Your goal: Which lines come from the start of the records through the line that holds "column 87, row 261"? Write them out word for word.

Record excerpts:
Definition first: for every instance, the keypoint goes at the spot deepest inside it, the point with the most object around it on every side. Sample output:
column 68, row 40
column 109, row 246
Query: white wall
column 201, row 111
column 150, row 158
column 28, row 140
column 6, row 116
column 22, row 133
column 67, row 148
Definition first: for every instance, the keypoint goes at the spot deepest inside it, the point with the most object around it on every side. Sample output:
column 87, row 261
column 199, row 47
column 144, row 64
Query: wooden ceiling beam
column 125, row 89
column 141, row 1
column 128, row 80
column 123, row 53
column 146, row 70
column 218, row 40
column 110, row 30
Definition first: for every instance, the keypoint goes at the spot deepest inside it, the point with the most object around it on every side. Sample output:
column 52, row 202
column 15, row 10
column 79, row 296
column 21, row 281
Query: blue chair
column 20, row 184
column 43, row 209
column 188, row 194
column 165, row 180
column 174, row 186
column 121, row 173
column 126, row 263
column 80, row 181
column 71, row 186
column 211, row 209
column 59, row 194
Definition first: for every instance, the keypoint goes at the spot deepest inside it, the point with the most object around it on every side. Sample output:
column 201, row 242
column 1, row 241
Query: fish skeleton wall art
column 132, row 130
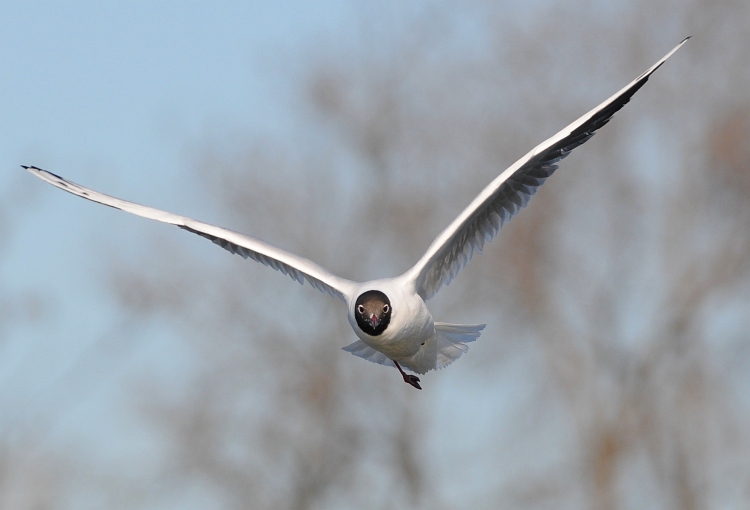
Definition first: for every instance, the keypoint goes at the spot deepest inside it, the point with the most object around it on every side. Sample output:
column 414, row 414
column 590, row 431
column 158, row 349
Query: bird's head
column 372, row 310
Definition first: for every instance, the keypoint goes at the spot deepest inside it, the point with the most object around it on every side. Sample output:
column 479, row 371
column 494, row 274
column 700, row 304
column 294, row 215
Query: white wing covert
column 505, row 196
column 298, row 268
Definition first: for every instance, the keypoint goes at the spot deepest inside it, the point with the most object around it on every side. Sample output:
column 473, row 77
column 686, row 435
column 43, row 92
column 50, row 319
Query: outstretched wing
column 298, row 268
column 509, row 193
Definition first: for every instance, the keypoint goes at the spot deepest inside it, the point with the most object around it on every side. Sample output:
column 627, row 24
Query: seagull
column 389, row 316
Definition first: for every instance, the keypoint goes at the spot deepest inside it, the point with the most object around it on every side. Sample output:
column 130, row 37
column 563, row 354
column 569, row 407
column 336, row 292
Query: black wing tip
column 32, row 167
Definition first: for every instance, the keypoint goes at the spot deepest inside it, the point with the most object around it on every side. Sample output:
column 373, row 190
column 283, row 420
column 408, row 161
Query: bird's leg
column 409, row 379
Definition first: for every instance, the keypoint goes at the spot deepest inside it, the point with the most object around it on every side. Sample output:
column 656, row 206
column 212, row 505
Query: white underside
column 440, row 350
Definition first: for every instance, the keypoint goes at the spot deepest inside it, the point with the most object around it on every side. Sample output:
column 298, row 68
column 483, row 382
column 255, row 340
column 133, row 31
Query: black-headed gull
column 389, row 316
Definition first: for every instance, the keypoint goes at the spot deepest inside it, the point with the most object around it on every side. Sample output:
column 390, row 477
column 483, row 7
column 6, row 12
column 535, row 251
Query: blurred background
column 142, row 367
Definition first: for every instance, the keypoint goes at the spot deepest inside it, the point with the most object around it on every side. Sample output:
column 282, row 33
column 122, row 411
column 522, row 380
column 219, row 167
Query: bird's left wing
column 298, row 268
column 509, row 193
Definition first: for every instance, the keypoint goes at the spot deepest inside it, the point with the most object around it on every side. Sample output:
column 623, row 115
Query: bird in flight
column 389, row 316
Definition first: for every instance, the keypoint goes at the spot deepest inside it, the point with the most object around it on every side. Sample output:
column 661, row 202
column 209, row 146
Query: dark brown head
column 373, row 312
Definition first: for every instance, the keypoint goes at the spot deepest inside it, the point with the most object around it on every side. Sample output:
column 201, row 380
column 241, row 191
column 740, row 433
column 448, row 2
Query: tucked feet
column 409, row 379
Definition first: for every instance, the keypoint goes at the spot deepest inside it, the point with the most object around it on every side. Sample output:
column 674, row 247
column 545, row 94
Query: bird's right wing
column 298, row 268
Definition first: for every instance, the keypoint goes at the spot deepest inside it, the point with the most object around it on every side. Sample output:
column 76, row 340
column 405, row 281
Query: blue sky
column 111, row 94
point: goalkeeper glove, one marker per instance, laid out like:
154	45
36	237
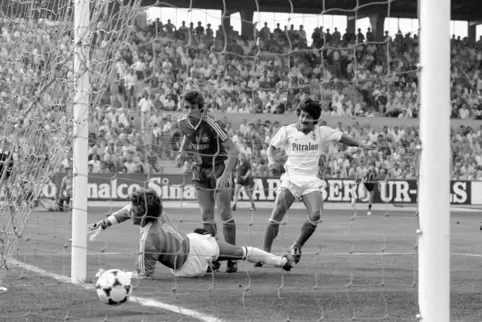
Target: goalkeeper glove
96	229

The answer:
Definition first: for every instance, the keypoint goes at the spot deepest inside it, the point with the most object around it on every side. Sample output:
column 68, row 40
column 109, row 246
Query: white wall
column 201, row 111
column 150, row 158
column 28, row 140
column 6, row 116
column 22, row 133
column 67, row 148
Definition first: for every instance, the keypoint goes at the spot deepest inside it, the point with the most object around it on every side. Sample output:
column 87, row 261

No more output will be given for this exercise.